→ 本文抜粋
『日本人のための科学的に正しい食事術』を上梓した、健康医療ジャーナリストの西沢邦浩氏が、最新エビデンスに基づき、日本人のあるべき食事を紹介する。今回のテーマは、昨今ダイエットの天敵として、とかく悪者にされがちな「炭水化物」について。砂糖などの糖類を筆頭に、糖質のとりすぎは体に良くないこともあるが、極端な糖質制限の危険性も知っておく必要がある。
糖質制限ダイエットは
なぜここまで人気なのか
このところ、糖質とほぼ同義にとらえられることもある炭水化物は旗色が悪い。
糖質を制限することで、血糖値が上がりにくくなり、体重の減少効果も得やすいというダイエット方法が人気を博している影響も強いだろう。
しかし、日本人の腸内環境を考えると、気を付けなくてはならない点もある。その詳細に進む前に、まずは糖質制限がなぜここまで支持を得ているのかという点から、糖質制限の背景を考えておこう。
血糖値を上げやすい糖質食品の代表といえば、糖類に分類される砂糖だろう。
過去10年間に発表された計36の疫学研究を統合的に解析した報告では、砂糖入り飲料の摂取量が増えると、メタボリックシンドローム、2型糖尿病、心臓病や脳卒中のリスクが高まるとしている。週に2サービング(約700ml)飲むだけでリスクが上がる疾患もあった(*1)。

→ 演習データ
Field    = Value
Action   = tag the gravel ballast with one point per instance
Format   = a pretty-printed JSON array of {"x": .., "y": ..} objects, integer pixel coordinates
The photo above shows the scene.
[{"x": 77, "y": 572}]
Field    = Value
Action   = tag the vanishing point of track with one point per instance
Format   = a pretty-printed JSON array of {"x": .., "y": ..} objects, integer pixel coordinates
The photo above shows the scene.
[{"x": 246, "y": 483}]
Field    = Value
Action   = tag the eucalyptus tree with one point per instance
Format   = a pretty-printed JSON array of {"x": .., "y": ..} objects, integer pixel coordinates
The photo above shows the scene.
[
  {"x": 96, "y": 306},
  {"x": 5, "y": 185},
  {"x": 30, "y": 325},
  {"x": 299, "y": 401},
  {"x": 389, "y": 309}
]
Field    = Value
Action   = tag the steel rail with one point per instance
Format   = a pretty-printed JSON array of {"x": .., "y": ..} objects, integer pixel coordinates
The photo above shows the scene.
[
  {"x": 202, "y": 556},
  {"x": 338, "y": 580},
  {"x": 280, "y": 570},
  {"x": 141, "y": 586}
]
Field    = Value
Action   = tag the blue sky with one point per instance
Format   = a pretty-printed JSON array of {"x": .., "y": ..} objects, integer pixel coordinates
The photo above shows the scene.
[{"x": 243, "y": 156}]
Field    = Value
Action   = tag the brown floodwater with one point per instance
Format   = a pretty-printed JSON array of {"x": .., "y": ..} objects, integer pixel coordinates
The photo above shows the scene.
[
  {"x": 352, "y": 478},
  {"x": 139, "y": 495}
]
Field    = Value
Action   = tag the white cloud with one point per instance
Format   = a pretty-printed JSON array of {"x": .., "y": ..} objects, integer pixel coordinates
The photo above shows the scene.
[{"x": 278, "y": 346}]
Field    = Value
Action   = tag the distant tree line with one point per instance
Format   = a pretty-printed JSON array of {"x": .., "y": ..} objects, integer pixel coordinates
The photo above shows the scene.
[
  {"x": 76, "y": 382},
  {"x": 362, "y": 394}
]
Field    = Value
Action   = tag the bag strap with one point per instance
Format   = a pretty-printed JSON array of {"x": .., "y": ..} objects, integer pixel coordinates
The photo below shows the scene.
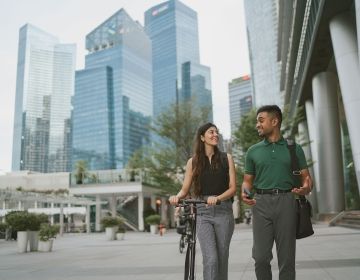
[{"x": 295, "y": 170}]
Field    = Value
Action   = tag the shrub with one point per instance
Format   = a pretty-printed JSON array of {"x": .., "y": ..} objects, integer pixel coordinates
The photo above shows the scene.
[
  {"x": 110, "y": 221},
  {"x": 153, "y": 219},
  {"x": 48, "y": 231}
]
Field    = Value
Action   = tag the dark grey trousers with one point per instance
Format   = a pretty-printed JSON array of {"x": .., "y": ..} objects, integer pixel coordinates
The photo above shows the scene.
[
  {"x": 215, "y": 226},
  {"x": 274, "y": 219}
]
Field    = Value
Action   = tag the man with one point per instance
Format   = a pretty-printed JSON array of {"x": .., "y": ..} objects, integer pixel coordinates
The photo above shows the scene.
[{"x": 268, "y": 175}]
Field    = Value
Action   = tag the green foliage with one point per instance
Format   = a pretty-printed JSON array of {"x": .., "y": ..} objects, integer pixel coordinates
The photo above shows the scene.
[
  {"x": 110, "y": 221},
  {"x": 48, "y": 231},
  {"x": 34, "y": 222},
  {"x": 121, "y": 229},
  {"x": 153, "y": 219},
  {"x": 3, "y": 227},
  {"x": 81, "y": 171},
  {"x": 148, "y": 211},
  {"x": 18, "y": 220}
]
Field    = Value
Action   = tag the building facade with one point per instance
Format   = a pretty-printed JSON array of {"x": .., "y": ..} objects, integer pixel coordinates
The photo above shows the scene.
[
  {"x": 240, "y": 100},
  {"x": 44, "y": 87},
  {"x": 173, "y": 30},
  {"x": 113, "y": 94},
  {"x": 262, "y": 33},
  {"x": 320, "y": 71}
]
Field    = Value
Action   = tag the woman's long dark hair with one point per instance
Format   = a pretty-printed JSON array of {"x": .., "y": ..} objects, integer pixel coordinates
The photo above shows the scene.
[{"x": 199, "y": 158}]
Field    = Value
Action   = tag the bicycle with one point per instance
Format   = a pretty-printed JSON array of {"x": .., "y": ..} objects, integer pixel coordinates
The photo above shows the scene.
[{"x": 189, "y": 216}]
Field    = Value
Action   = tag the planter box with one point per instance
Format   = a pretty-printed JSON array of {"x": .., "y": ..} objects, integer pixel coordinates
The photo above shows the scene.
[
  {"x": 110, "y": 232},
  {"x": 46, "y": 246},
  {"x": 154, "y": 229},
  {"x": 22, "y": 241},
  {"x": 120, "y": 236},
  {"x": 33, "y": 240}
]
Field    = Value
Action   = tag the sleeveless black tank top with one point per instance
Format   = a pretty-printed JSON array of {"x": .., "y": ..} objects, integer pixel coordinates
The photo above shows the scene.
[{"x": 215, "y": 181}]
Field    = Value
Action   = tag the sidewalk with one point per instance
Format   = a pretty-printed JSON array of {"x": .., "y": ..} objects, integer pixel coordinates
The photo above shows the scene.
[{"x": 333, "y": 253}]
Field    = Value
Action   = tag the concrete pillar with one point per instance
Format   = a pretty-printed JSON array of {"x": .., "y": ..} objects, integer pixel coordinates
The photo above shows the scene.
[
  {"x": 61, "y": 219},
  {"x": 164, "y": 217},
  {"x": 303, "y": 138},
  {"x": 52, "y": 215},
  {"x": 153, "y": 201},
  {"x": 331, "y": 176},
  {"x": 357, "y": 13},
  {"x": 141, "y": 211},
  {"x": 345, "y": 45},
  {"x": 87, "y": 218},
  {"x": 98, "y": 214},
  {"x": 112, "y": 203}
]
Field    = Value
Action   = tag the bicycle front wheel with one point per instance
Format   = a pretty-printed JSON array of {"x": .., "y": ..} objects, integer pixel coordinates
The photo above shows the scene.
[{"x": 182, "y": 244}]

→ 作業課題
本文抜粋について、次の問いに答えなさい。
(a) 西沢邦浩氏の肩書きは何か。
(b) 血糖値を上げやすい糖質食品の代表として挙げられているものは何か。
(c) 統合的に解析された疫学研究は、過去何年間に発表された計いくつの研究か。
本文抜粋の内容だけを手がかりに答えること。

→ 解答
(a) 健康医療ジャーナリスト
(b) 砂糖
(c) 過去10年間に発表された計36の研究